*** Opening Material to process ***
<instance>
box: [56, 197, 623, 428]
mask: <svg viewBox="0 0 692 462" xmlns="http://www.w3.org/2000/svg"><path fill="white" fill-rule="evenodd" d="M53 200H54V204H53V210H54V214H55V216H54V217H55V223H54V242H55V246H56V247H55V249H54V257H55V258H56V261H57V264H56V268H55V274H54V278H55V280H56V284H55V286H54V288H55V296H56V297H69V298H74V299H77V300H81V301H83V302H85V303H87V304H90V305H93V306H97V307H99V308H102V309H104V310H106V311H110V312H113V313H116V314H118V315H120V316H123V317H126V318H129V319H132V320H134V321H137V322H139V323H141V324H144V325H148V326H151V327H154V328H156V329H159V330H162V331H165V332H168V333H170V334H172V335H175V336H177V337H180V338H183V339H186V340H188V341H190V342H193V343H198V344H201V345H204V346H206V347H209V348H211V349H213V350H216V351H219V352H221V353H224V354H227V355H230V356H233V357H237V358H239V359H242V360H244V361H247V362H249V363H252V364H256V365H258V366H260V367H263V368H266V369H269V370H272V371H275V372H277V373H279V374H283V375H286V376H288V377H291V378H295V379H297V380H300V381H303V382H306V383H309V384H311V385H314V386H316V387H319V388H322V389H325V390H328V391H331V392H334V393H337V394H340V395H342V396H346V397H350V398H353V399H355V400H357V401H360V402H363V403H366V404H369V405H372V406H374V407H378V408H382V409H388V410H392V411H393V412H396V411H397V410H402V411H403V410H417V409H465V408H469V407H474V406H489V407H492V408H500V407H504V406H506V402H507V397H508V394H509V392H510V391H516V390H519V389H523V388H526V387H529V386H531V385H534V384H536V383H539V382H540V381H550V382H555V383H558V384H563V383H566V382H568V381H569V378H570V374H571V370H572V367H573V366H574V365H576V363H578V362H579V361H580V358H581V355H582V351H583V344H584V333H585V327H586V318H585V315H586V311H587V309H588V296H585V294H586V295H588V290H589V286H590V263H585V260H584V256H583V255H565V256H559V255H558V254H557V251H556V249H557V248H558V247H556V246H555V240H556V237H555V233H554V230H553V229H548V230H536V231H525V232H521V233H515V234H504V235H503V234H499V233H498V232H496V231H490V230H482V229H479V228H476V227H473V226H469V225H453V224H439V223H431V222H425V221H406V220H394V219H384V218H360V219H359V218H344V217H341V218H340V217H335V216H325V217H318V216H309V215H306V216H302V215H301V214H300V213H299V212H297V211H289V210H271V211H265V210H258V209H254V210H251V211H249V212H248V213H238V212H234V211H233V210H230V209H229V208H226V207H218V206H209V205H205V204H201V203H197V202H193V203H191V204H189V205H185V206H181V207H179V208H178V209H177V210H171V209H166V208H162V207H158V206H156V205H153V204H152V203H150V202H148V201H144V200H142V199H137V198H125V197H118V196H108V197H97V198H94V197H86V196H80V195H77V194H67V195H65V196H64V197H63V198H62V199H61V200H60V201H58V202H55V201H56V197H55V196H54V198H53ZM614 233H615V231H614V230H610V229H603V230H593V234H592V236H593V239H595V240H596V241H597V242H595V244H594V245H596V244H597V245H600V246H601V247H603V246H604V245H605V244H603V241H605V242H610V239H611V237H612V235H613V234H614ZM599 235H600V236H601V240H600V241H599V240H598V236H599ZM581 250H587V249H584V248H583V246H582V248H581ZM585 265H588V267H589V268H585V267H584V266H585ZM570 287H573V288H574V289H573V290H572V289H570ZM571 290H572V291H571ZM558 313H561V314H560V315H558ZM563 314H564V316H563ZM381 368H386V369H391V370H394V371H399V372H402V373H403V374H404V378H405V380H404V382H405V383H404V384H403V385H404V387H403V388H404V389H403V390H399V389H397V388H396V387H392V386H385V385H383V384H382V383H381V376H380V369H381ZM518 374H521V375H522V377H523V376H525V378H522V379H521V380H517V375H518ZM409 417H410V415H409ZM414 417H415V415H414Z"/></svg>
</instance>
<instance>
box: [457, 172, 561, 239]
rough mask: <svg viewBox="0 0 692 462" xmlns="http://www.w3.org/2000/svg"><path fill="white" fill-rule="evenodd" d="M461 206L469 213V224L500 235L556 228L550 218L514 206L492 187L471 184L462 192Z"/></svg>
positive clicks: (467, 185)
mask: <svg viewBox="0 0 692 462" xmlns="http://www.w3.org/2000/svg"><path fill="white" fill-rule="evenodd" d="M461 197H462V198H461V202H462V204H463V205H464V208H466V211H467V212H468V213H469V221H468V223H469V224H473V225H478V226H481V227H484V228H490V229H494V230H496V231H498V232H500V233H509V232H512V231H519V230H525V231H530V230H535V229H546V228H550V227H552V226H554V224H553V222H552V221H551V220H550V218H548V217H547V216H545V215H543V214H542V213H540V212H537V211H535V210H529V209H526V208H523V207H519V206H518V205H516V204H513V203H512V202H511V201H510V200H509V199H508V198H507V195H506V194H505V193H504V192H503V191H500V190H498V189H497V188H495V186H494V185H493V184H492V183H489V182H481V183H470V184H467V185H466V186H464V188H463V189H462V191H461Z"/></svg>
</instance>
*** Closing Material to process ***
*** Opening Material to process ***
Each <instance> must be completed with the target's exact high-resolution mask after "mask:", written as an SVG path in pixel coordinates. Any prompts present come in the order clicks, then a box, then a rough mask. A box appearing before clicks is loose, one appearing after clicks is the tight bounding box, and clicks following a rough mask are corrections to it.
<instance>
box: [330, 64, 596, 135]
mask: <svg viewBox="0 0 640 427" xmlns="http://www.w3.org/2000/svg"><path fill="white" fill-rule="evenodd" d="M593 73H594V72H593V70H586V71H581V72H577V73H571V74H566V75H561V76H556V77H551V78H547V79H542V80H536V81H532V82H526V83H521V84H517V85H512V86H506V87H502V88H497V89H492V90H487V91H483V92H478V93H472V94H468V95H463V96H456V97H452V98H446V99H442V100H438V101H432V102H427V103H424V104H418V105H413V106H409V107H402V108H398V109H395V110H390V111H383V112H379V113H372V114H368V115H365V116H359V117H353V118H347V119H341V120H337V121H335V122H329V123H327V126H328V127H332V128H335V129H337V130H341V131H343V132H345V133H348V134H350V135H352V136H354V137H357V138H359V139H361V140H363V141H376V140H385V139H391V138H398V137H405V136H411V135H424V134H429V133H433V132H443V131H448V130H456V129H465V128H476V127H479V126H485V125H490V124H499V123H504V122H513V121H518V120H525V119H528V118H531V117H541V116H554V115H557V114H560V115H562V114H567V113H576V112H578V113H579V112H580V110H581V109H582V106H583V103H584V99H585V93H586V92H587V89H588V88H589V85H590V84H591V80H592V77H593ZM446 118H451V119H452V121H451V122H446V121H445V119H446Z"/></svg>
*** Closing Material to process ***
> _Instructions to follow_:
Copy the lines of the entries above that mention "rough".

> _Written response_:
rough mask: <svg viewBox="0 0 692 462" xmlns="http://www.w3.org/2000/svg"><path fill="white" fill-rule="evenodd" d="M461 206L469 213V224L500 235L556 228L550 218L514 206L492 187L471 184L462 192Z"/></svg>
Each <instance> must be completed with the target's exact high-resolution mask after "mask:", written as an SVG path in pixel coordinates. Any prompts present come in the order clicks, then a box, then a rough mask. A box appearing before clicks is loose, one appearing after clicks is the tight bounding box, and clicks following a rough mask are corrections to it.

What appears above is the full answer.